Copy out the listing exactly.

# # # # # # #

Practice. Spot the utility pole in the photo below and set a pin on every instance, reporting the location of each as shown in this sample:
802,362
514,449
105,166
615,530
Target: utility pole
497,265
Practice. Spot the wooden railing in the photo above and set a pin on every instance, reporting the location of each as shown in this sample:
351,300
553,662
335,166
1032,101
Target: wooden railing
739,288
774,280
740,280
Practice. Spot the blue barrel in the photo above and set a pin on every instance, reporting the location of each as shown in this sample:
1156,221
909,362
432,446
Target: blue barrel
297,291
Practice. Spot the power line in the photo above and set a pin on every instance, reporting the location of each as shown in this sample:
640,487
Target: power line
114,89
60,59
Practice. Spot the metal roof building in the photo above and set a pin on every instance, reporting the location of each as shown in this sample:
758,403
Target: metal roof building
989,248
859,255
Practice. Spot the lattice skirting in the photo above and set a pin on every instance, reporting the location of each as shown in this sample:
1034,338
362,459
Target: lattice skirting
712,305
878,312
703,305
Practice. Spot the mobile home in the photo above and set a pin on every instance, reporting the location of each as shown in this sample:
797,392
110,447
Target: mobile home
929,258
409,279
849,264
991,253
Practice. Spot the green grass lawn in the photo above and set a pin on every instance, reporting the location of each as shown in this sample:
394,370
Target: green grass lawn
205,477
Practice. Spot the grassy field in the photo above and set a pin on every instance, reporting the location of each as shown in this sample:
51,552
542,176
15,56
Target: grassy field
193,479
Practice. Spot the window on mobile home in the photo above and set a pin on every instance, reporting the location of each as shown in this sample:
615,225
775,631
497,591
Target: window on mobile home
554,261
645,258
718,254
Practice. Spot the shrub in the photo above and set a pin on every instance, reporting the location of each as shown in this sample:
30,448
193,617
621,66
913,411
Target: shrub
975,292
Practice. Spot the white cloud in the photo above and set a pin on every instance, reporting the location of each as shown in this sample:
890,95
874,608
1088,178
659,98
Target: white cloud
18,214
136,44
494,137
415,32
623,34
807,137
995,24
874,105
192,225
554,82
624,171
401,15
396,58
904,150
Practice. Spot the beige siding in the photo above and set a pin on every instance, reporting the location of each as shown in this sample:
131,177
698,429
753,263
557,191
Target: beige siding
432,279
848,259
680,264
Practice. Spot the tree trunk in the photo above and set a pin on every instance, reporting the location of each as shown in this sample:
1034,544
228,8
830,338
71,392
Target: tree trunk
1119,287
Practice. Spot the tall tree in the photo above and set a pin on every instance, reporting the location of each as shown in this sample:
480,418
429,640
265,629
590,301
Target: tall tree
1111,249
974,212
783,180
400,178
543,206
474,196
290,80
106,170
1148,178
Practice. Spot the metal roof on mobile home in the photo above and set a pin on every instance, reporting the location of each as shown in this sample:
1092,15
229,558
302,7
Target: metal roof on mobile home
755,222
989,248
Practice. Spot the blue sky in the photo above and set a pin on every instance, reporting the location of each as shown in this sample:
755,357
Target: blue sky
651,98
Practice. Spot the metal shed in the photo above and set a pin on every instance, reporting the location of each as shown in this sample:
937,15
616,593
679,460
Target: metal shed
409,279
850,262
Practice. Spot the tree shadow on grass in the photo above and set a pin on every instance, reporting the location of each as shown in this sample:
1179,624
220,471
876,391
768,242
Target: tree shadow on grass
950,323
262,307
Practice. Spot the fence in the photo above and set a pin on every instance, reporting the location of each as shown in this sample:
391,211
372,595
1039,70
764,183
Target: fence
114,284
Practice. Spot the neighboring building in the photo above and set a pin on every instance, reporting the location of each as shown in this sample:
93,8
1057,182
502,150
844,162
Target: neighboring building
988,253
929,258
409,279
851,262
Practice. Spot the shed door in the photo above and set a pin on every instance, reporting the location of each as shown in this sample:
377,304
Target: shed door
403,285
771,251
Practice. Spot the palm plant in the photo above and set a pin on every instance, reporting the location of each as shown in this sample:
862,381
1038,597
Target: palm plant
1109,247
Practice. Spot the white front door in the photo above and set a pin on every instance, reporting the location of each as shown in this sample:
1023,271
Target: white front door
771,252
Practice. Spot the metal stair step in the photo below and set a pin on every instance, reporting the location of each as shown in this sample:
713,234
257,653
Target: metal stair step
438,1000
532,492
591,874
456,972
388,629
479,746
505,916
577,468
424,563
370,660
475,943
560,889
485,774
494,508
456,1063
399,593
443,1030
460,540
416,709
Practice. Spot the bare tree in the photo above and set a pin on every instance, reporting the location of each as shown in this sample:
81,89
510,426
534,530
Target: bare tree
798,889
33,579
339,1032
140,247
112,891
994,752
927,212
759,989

# # # # # # #

Response:
Practice. Spot the utility pole in the photo below and set a pin on every instance, reporting the location of each as shown in this sample:
802,362
514,449
105,166
615,530
Target: utility pole
497,265
Practice. Spot the wooden railing in the photo above and set a pin on every instance, reporting the location of each as shown in this sample:
351,300
553,662
335,166
1032,101
Target: wooden railing
739,288
774,280
740,280
Practice. Spot the blue barrel in the photo above and set a pin on every instance, reporting the location of each as shown in this sample:
1156,221
909,362
432,446
Target: blue barrel
297,291
Practice. Spot the power line in the photo above and set a pin on every instance, reporting the location of each as shown in this sample:
640,487
Target: power line
114,89
60,59
Practice. Spot the metal roof building in the photo above and set a pin on every instance, reporting the location of each as shown in this sample:
758,403
Target: metal roof building
989,248
859,255
Practice. Spot the lattice skirting in the photo above and set a pin on every instance, reporting the location of each as shown in this sample:
1034,338
362,459
Target: lattice skirting
712,305
878,312
703,305
Practice. Spot the mobile home in the photo above and set a pin on every instance, reporting the location of each as shown in this sample:
797,392
110,447
Target: mobile home
929,258
409,279
849,264
991,253
Practice. Spot the green grass lawn in the photo above and set a pin on every instance, reporting the location of each as shown in this sample:
394,370
Target: green grass lawn
205,477
Practice. Spot the grassy field in the photo above and set a pin on every instance, reporting the location of each as shown in this sample:
51,552
542,176
15,56
Target: grassy field
193,479
Practice. Spot the window on mobile home in the photo above and set a pin on every instance, reporting the location of each as shown in this sample:
615,225
775,631
497,591
Target: window on mobile home
554,261
645,258
718,254
Practice. Spot the shrub in the photo above and set a pin on every instance, reporting the location of each as shown in this sample:
30,448
193,617
621,66
913,411
Target: shrub
975,292
Practice. Spot the white cloud in the photo above and set a pin on every instance, reporting the location of each as shown in this sample:
890,95
874,608
1088,178
659,98
Target: white cloud
18,214
136,44
494,137
415,32
623,34
807,137
995,24
874,105
192,225
554,82
624,171
401,15
396,58
904,150
Practice. Spot the beige siding in the photo above and set a pin on every instance, reporting the location of each as shown in this sample:
131,177
698,429
753,263
557,191
Target: beige siding
432,279
848,259
680,264
Practice. Spot the tree trunk in the photo above and set a pin on every instance, reporting the location of each as shown in this sample:
1034,544
228,8
830,338
71,392
Target: tree trunk
1119,287
Practice. Spot the tall tree in the photo above and set a pin on every instance, reporting the location of each as shown in this sample:
480,418
429,640
265,629
590,301
Target: tall tree
1111,249
974,212
783,180
400,178
543,206
474,196
290,80
106,170
1148,178
Practice. Spot the metal roof on mobile home in the photo above and set a pin on every instance, reporting the location of each as shown in this sample:
1092,15
229,558
302,7
Target: metal roof on mobile home
755,222
989,248
Practice. Spot the blue sky in the photo above and set a pin on every instance, reporting the location of each as shown in this sample:
755,357
Target: blue sky
651,98
Practice. Spot the metal shed in the photo above and set a pin on every instance, reporting the location of each as shown in this sample:
937,15
616,593
679,460
Target: metal shed
409,279
850,262
Practice. Spot the tree shadow on grass in the photo above and set a pin on every instance, reporting the location of each as shown in this sample:
1179,624
220,471
876,391
768,242
Target: tree shadow on grass
950,323
262,307
Practice. Spot the fence in the photo above and set a pin on every instance, reporting the location of each as shown in this sample:
391,211
372,595
1039,70
764,183
Target: fence
114,284
Practice. Spot the neighboring building in the photo above and set a pin on every instance, reporting the location of each as shown in this sample:
93,8
1057,182
502,150
844,162
Target: neighboring building
988,253
929,258
409,279
851,262
Practice. Spot the shed door in the photo above and set a pin on every instance, reporting the location of each as shown in this sample:
377,304
Target: shed door
403,285
771,251
Practice. Spot the palm plant in the photo above and set a pin on every instance, reporting the location of each as shown in this sample:
862,381
1038,597
Target: palm plant
1109,247
Practice. Spot the white front door in the photo above and set a pin on every instance, reporting the location of each as shown in this sample:
1023,271
Target: white front door
771,252
Practice. Spot the metal stair step in the photo below and set a pin on every instance, reporting the location of each as shown in this sample:
713,234
257,653
Target: metal stair step
438,1000
532,492
591,874
456,972
388,629
479,746
505,916
577,468
424,563
370,660
475,943
560,889
485,774
494,508
456,1063
399,593
443,1030
460,540
416,709
Practice. Spot the bare tree in the photo above and set a pin on every instance, reporting the location of each as shown in this sample:
81,89
510,426
534,530
Target: bare tree
798,889
33,579
339,1032
140,247
112,891
994,752
927,212
759,989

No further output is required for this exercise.